DIRECTIVE »
Recast everything from the line containing "Report the position of every instance of the gray" down to the end of the data as a JSON list of strings, one string per line, with blank lines left out.

GIVEN ENTRIES »
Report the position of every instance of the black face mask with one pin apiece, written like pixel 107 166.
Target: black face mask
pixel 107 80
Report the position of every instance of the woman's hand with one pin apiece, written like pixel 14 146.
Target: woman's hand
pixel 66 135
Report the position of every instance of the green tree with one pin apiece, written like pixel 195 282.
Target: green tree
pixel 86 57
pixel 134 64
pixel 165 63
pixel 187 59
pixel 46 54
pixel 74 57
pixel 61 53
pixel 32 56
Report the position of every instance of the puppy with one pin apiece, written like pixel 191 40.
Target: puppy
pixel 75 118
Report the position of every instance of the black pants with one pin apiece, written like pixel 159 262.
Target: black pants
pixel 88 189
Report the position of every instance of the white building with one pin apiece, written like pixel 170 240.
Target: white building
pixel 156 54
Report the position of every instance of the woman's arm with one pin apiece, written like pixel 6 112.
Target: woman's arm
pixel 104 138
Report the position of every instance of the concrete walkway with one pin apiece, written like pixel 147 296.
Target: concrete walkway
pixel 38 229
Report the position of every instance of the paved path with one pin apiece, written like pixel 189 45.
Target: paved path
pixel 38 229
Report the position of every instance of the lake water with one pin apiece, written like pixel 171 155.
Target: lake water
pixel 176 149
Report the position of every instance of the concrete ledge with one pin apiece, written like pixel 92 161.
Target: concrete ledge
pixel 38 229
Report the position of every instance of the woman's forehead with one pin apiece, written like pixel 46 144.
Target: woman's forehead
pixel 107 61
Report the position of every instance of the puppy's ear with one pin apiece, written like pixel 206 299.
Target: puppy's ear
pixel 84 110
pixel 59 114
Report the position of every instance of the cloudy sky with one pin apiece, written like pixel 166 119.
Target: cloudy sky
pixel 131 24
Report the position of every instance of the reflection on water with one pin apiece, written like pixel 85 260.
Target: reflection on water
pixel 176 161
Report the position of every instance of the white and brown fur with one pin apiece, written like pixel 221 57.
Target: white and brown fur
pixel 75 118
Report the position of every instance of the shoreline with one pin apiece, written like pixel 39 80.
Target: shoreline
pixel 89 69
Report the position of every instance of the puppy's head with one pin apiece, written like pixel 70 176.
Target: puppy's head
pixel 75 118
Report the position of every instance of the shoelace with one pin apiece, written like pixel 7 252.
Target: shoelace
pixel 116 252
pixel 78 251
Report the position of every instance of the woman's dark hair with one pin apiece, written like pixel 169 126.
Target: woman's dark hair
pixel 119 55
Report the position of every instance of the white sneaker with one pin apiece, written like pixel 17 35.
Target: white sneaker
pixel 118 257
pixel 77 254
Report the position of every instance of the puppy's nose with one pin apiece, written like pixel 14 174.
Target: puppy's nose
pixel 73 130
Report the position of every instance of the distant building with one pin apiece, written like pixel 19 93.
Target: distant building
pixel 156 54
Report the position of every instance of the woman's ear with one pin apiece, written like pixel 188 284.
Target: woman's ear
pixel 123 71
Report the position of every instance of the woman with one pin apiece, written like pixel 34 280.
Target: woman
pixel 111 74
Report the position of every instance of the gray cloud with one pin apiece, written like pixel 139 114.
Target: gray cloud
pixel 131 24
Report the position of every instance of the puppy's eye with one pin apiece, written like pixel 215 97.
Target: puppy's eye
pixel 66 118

EXPECTED OUTPUT »
[
  "Report the position of every instance of the gray cloud with one pin apiece, written like pixel 139 114.",
  "Target: gray cloud",
  "pixel 131 24",
  "Report the position of every instance of the puppy's eye with one pin apiece, written like pixel 215 97.",
  "Target: puppy's eye",
  "pixel 66 118"
]